* **Provided records**
# # #

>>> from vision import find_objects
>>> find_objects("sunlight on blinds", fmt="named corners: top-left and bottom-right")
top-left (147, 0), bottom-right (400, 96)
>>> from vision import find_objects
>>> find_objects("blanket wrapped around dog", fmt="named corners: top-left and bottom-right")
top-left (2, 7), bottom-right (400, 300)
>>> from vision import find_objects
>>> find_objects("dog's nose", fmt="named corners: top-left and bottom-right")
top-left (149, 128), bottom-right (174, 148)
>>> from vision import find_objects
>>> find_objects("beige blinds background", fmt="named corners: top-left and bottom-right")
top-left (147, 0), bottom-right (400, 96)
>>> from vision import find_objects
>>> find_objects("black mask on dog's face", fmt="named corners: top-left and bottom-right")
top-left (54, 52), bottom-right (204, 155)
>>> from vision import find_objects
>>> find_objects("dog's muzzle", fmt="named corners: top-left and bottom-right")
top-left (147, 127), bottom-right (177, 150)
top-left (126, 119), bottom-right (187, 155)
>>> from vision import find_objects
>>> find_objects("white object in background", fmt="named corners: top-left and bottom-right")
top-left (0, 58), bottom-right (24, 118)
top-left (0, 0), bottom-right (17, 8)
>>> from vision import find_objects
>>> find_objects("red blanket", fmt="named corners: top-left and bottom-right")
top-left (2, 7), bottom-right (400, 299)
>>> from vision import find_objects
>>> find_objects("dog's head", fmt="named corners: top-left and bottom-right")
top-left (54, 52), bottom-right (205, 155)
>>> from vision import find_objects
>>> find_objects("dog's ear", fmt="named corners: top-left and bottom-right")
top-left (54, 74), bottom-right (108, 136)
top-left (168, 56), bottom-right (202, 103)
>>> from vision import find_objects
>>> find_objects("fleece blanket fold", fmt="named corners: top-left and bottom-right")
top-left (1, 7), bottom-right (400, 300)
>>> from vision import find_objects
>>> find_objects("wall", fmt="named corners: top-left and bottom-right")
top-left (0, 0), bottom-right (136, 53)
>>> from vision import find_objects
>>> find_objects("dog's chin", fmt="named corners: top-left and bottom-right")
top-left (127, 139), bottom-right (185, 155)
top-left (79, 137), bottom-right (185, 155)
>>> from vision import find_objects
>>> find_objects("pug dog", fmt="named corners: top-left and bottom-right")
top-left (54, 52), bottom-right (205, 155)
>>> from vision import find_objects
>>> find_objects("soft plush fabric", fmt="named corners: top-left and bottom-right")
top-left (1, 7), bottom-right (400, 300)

# # #

* **Problem to work on**
All entries are to be repeated exactly and completely.

* **Exercise answer**
>>> from vision import find_objects
>>> find_objects("sunlight on blinds", fmt="named corners: top-left and bottom-right")
top-left (147, 0), bottom-right (400, 96)
>>> from vision import find_objects
>>> find_objects("blanket wrapped around dog", fmt="named corners: top-left and bottom-right")
top-left (2, 7), bottom-right (400, 300)
>>> from vision import find_objects
>>> find_objects("dog's nose", fmt="named corners: top-left and bottom-right")
top-left (149, 128), bottom-right (174, 148)
>>> from vision import find_objects
>>> find_objects("beige blinds background", fmt="named corners: top-left and bottom-right")
top-left (147, 0), bottom-right (400, 96)
>>> from vision import find_objects
>>> find_objects("black mask on dog's face", fmt="named corners: top-left and bottom-right")
top-left (54, 52), bottom-right (204, 155)
>>> from vision import find_objects
>>> find_objects("dog's muzzle", fmt="named corners: top-left and bottom-right")
top-left (147, 127), bottom-right (177, 150)
top-left (126, 119), bottom-right (187, 155)
>>> from vision import find_objects
>>> find_objects("white object in background", fmt="named corners: top-left and bottom-right")
top-left (0, 58), bottom-right (24, 118)
top-left (0, 0), bottom-right (17, 8)
>>> from vision import find_objects
>>> find_objects("red blanket", fmt="named corners: top-left and bottom-right")
top-left (2, 7), bottom-right (400, 299)
>>> from vision import find_objects
>>> find_objects("dog's head", fmt="named corners: top-left and bottom-right")
top-left (54, 52), bottom-right (205, 155)
>>> from vision import find_objects
>>> find_objects("dog's ear", fmt="named corners: top-left and bottom-right")
top-left (54, 74), bottom-right (108, 136)
top-left (168, 56), bottom-right (202, 103)
>>> from vision import find_objects
>>> find_objects("fleece blanket fold", fmt="named corners: top-left and bottom-right")
top-left (1, 7), bottom-right (400, 300)
>>> from vision import find_objects
>>> find_objects("wall", fmt="named corners: top-left and bottom-right")
top-left (0, 0), bottom-right (136, 53)
>>> from vision import find_objects
>>> find_objects("dog's chin", fmt="named corners: top-left and bottom-right")
top-left (127, 139), bottom-right (185, 155)
top-left (79, 137), bottom-right (185, 155)
>>> from vision import find_objects
>>> find_objects("pug dog", fmt="named corners: top-left and bottom-right")
top-left (54, 52), bottom-right (205, 155)
>>> from vision import find_objects
>>> find_objects("soft plush fabric", fmt="named corners: top-left and bottom-right")
top-left (1, 7), bottom-right (400, 300)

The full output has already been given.